● Exercise prompt
Reproduce the records below word for word, starting with their first line and going on through the line with "POLYGON ((351 246, 338", both ends included.

● Materials provided
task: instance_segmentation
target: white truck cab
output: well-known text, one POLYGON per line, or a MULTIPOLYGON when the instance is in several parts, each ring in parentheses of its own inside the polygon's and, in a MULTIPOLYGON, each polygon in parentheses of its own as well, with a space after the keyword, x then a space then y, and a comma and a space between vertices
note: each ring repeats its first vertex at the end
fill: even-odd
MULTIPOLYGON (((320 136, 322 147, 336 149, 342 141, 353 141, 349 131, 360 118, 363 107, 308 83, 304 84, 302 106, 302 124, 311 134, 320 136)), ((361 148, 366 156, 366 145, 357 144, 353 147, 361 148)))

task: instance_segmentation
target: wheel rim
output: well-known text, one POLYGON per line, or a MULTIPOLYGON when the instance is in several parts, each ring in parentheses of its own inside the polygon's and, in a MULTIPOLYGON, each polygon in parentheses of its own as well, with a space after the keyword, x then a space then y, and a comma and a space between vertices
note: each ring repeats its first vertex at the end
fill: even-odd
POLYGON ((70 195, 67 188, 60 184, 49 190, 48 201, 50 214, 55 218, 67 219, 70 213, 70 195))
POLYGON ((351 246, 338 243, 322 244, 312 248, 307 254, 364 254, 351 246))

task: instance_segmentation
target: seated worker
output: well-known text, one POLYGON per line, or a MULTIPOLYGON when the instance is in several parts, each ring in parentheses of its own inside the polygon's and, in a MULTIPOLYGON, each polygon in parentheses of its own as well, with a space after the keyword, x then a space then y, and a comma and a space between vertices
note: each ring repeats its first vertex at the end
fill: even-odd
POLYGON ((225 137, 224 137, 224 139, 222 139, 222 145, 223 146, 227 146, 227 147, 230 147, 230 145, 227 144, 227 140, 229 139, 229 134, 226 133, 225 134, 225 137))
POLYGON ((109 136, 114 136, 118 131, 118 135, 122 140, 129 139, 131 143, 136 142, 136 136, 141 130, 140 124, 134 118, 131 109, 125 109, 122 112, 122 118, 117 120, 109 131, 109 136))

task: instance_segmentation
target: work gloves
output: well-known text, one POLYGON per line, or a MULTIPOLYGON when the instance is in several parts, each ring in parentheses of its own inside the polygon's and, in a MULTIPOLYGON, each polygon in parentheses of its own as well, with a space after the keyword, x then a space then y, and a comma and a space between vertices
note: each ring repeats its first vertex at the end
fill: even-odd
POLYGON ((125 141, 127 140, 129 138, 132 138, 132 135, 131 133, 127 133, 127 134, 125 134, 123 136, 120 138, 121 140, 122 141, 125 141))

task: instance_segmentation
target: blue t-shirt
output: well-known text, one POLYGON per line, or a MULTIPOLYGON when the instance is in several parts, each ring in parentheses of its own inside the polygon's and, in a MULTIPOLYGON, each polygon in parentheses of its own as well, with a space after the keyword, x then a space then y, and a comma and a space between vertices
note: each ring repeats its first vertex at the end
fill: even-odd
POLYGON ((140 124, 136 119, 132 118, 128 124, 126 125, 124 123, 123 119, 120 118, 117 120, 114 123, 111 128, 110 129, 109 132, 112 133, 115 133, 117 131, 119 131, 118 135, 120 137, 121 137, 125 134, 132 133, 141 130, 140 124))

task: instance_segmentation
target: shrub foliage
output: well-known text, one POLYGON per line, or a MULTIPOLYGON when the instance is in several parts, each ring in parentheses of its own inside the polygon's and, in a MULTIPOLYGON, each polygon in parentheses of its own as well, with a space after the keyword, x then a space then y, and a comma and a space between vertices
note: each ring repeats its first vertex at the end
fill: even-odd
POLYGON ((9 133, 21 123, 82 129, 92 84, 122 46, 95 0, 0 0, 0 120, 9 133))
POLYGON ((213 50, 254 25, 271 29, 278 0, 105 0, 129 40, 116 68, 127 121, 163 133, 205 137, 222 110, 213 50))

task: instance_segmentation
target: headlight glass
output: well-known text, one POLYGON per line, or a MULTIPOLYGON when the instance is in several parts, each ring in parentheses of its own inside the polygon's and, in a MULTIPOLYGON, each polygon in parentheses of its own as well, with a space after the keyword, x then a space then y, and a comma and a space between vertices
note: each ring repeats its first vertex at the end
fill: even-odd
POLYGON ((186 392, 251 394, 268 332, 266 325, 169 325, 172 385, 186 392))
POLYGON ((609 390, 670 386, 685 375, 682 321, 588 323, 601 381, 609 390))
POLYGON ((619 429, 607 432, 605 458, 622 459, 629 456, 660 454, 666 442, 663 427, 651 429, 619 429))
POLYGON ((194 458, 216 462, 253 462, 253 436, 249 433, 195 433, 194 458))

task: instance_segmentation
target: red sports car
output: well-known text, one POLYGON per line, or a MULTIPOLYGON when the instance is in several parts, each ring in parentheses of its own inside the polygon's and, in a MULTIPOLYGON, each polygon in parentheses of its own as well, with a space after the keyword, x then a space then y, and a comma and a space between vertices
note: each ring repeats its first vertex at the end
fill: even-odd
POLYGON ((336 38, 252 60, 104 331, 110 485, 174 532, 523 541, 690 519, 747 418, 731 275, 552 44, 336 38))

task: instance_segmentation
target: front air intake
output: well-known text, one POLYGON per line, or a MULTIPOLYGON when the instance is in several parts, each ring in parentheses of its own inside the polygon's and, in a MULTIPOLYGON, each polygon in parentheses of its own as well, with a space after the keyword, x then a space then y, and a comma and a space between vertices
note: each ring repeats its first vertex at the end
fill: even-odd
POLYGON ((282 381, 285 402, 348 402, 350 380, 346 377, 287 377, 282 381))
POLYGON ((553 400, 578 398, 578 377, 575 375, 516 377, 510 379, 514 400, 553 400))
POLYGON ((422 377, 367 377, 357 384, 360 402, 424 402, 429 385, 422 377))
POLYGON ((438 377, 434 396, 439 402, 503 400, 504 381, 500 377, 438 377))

● Response below
task: instance_segmentation
target: white truck cab
output: well-known text, one POLYGON per line, or a MULTIPOLYGON when the instance is in several parts, each ring in parentheses of its own inside the polygon's and, in a MULTIPOLYGON, each polygon in parentheses of its own as well, with a space after the keyword, x then a space then y, and a comma and a space between vertices
note: each ring repeats its first vertex at the end
fill: even-odd
MULTIPOLYGON (((320 136, 322 147, 336 149, 342 141, 353 141, 349 131, 360 118, 363 107, 308 83, 304 84, 302 106, 302 124, 311 134, 320 136)), ((361 148, 366 156, 366 145, 357 144, 353 147, 361 148)))

task: instance_segmentation
target: wheel rim
output: well-known text, one POLYGON per line, or a MULTIPOLYGON when the instance is in several parts, each ring in parentheses of its own inside the polygon's and, in a MULTIPOLYGON, each polygon in parentheses of its own as well, with a space after the keyword, x then a space then y, and a comma and a space between vertices
note: each ring repeats its first vertex at the end
fill: even-odd
POLYGON ((70 195, 67 188, 60 184, 49 190, 48 201, 50 214, 55 218, 67 219, 70 213, 70 195))
POLYGON ((351 246, 338 243, 322 244, 312 248, 307 254, 364 254, 351 246))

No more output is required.